**Exercise objective**
Show each line from the records below in which the word "positive" occurs.

**Stored records**
********

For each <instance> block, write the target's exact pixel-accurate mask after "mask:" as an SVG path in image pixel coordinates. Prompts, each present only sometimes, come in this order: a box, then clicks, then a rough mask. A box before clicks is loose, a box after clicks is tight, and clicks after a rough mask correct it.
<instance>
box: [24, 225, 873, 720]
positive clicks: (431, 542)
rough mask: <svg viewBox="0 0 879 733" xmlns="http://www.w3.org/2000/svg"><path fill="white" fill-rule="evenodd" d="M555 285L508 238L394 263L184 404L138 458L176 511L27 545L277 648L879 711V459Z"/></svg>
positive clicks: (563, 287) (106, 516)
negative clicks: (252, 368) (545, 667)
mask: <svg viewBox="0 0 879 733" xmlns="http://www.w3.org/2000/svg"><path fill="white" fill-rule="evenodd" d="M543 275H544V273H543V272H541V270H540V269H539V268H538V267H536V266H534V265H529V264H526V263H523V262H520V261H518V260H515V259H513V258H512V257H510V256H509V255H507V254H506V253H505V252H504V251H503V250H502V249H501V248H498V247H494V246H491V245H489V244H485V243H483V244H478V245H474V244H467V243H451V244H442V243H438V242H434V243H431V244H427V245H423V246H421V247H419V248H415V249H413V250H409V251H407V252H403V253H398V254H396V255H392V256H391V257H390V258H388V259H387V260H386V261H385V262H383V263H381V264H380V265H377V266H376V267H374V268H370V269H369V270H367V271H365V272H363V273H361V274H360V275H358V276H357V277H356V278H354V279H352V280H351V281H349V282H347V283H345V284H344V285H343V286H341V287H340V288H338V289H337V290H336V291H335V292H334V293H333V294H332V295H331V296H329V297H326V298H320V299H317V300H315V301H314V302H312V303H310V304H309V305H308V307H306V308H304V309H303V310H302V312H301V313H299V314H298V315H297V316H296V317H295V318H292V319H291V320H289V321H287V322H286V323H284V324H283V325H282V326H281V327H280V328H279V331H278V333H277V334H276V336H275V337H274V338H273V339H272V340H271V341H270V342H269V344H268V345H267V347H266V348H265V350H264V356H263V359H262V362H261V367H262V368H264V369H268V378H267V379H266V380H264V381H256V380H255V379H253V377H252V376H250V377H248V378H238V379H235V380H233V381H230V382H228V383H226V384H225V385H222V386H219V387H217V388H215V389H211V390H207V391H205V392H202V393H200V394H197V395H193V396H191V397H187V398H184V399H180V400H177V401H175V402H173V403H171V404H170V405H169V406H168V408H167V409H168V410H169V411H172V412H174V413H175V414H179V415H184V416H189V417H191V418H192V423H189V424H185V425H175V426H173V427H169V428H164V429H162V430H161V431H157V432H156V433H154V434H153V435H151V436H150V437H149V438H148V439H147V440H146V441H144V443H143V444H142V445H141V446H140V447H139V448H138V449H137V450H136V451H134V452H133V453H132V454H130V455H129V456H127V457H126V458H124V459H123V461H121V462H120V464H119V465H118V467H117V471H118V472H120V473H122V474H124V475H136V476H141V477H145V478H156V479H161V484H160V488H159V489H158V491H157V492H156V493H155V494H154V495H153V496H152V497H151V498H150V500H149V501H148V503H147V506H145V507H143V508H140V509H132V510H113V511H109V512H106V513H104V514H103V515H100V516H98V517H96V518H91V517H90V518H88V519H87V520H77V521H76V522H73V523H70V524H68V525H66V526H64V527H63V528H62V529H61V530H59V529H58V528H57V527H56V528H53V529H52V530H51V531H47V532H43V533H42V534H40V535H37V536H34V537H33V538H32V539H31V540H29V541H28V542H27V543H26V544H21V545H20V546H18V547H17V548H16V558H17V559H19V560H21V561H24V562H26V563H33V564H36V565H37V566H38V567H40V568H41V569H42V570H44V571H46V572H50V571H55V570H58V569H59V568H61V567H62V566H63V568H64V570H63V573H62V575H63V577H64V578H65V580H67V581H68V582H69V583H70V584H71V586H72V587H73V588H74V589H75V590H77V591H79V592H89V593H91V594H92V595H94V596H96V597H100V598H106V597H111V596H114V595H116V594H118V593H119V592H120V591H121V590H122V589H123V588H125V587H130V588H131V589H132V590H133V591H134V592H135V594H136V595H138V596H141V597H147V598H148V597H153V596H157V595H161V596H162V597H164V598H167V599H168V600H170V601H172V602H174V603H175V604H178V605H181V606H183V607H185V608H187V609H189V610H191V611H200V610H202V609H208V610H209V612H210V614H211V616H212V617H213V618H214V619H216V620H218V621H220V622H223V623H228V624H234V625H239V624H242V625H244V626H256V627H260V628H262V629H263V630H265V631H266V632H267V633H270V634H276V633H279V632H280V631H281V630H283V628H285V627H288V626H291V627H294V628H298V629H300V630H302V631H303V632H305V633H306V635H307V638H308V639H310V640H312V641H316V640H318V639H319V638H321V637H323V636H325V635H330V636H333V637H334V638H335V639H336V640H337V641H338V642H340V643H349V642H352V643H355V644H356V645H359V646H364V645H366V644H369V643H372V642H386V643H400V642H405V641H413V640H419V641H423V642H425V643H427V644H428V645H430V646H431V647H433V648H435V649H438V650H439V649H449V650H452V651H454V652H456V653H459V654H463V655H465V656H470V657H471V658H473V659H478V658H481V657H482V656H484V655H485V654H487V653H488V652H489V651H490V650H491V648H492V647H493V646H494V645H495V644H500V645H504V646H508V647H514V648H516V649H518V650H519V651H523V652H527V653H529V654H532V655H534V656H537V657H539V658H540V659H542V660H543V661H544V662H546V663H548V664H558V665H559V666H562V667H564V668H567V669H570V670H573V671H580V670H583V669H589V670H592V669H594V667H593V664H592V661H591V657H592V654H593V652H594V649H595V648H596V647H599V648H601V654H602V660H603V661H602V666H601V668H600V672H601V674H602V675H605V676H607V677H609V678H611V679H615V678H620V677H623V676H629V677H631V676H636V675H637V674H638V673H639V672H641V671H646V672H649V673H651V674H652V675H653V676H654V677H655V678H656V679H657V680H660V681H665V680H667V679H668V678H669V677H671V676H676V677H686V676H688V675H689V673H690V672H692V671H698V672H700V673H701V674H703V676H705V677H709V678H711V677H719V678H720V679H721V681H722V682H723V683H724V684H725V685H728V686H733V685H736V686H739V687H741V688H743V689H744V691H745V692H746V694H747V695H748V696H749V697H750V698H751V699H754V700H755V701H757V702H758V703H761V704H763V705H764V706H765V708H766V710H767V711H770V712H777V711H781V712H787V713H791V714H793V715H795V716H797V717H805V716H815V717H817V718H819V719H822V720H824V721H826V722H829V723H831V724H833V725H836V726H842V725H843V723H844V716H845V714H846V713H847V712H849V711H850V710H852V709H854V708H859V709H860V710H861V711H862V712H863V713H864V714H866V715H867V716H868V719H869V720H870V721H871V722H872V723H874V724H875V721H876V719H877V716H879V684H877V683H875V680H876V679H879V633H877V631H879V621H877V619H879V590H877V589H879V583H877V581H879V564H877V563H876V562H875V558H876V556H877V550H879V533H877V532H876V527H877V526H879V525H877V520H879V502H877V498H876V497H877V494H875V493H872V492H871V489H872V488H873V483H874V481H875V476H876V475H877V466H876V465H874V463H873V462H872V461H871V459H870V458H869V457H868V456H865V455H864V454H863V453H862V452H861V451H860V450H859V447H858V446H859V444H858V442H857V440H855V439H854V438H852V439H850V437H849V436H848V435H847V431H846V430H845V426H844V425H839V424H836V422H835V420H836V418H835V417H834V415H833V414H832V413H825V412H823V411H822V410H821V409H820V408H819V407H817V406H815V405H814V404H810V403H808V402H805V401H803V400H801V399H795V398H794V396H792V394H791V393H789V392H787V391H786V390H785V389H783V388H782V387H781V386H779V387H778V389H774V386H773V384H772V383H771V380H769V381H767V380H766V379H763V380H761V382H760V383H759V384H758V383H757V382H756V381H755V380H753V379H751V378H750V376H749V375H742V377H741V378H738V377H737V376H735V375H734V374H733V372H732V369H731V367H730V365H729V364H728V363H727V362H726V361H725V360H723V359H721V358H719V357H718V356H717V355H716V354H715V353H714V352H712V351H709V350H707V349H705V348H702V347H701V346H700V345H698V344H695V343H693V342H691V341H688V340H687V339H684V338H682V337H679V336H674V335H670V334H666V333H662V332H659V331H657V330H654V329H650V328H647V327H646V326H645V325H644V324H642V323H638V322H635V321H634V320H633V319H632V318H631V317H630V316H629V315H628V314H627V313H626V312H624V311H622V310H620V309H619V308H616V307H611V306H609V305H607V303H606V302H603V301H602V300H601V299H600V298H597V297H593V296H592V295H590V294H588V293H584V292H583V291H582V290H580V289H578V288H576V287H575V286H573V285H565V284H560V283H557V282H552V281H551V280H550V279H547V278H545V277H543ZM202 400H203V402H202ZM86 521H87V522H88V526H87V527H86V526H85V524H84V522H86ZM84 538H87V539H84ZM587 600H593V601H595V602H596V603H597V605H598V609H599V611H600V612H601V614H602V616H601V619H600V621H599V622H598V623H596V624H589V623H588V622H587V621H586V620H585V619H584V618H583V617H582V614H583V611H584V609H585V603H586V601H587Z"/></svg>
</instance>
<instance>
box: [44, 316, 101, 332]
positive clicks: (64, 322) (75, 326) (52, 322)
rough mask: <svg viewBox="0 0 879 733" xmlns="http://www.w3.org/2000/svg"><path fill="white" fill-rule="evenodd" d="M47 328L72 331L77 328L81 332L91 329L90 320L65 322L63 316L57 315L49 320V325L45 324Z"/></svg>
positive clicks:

********

**Written response**
positive clicks: (431, 542)
positive clicks: (563, 287) (106, 516)
positive clicks: (64, 322) (75, 326) (52, 322)
positive clicks:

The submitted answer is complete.